§ Exercises to complete:
1. Which weights does the thread on MTL and insilico perturbation list as not used when initializing BertForMaskedLM?
2. Write the next part of the thread on MTL and insilico perturbation, picking up after its final sentence.

§ Page:
MTL and insilico perturbation

#549

by ZYSK-huggingface - opened 13 days ago

13 days ago

Hi,

I came across warnings when doing insilico perturbation using MTL classifier:

Some weights of the model checkpoint at /model_saved/GeneformerMultiTask/ were not used when initializing BertForMaskedLM: ['bert.pooler.dense.bias', 'bert.pooler.dense.weight', 'classification_heads.0.bias', 'classification_heads.0.weight']

This IS expected if you are initializing BertForMaskedLM from the checkpoint of a model trained on another task or with another architecture (e.g. initializing a BertForSequenceClassification model from a BertForPreTraining model).
This IS NOT expected if you are initializing BertForMaskedLM from the checkpoint of a model that you expect to be exactly identical (initializing a BertForSequenceClassification model from a BertForSequenceClassification model).

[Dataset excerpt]
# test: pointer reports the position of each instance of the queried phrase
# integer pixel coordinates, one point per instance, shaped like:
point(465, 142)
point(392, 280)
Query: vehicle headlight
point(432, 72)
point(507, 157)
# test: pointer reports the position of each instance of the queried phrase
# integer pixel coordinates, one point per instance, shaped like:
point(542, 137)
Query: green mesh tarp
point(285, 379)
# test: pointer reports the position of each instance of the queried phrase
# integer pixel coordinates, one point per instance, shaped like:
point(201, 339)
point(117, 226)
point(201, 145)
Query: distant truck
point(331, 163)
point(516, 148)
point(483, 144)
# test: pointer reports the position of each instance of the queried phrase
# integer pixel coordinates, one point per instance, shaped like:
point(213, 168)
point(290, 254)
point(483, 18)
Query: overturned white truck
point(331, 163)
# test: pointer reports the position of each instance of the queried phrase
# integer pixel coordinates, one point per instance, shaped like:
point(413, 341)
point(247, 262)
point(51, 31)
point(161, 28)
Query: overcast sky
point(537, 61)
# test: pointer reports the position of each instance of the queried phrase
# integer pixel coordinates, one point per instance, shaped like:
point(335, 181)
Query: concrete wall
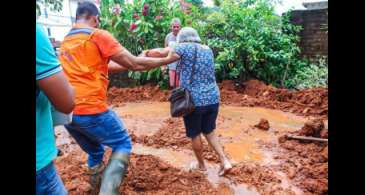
point(314, 39)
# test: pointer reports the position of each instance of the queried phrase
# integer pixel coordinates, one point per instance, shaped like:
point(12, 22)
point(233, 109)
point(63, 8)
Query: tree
point(54, 5)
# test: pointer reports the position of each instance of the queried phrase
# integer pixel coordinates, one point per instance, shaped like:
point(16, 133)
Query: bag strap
point(192, 69)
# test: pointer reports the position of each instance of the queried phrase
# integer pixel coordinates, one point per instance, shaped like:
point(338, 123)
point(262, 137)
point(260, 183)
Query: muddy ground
point(251, 125)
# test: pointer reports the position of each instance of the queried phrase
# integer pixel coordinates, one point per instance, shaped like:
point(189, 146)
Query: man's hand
point(164, 69)
point(143, 53)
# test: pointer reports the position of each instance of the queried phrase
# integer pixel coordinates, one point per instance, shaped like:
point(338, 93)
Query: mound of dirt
point(312, 128)
point(261, 177)
point(172, 135)
point(263, 125)
point(309, 102)
point(117, 96)
point(146, 175)
point(306, 164)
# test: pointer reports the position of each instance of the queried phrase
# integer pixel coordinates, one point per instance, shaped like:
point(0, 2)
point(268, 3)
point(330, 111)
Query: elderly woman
point(204, 91)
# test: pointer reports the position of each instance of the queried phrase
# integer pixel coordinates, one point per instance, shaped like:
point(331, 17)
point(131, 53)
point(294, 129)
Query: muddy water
point(144, 118)
point(182, 160)
point(234, 126)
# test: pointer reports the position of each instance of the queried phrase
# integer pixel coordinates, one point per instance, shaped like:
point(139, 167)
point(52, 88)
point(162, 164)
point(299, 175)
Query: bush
point(249, 40)
point(311, 75)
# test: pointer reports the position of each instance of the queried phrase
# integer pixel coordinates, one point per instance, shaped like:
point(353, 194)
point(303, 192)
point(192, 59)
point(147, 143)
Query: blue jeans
point(48, 182)
point(92, 132)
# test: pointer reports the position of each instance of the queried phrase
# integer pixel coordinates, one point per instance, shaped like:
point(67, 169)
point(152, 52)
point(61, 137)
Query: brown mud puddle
point(156, 135)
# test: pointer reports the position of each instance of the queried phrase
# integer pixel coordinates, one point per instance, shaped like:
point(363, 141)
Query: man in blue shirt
point(52, 87)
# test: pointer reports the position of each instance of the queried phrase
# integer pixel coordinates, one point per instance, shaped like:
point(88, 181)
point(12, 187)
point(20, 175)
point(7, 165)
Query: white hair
point(188, 34)
point(175, 21)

§ Results by task:
1.
- bert.pooler.dense.bias
- bert.pooler.dense.weight
- classification_heads.0.bias
- classification_heads.0.weight

2.
Some weights of BertForMaskedLM were not initialized from the model checkpoint at /home/jiaming/data2/Geneformer-v2/03_Results/MTL_Classfier_DDP/Heart-test/test1/model_saved/GeneformerMultiTask/ and are newly initialized: ['cls.predictions.bias', 'cls.predictions.decoder.bias', 'cls.predictions.transform.LayerNorm.bias', 'cls.predictions.transform.LayerNorm.weight', 'cls.predictions.transform.dense.bias', 'cls.predictions.transform.dense.weight']
You should probably TRAIN this model on a down-stream task to be able to use it for predictions and inference.

It seems that model are not correctly loaded and drop weights which obtained from fine-tuning?

ZYSK-huggingface

13 days ago

•

edited 13 days ago

Codes be like:

emb = EmbExtractor(
model_type="CellClassifier",
num_classes=2,
emb_mode="cls",
max_ncells=None,
emb_layer=0,
forward_batch_size=64,
nproc=16,
summary_stat="exact_mean",
model_version="V2",
token_dictionary_file=token_dictionary_file
)

state_embs_dict=emb.get_state_embs(
cell_states_to_model=cell_states_to_model,
model_directory=model_directory,
input_data_file=input_data_file,
output_directory=output_dir_emb,
output_prefix="state_embs_dic",
output_torch_embs=False
)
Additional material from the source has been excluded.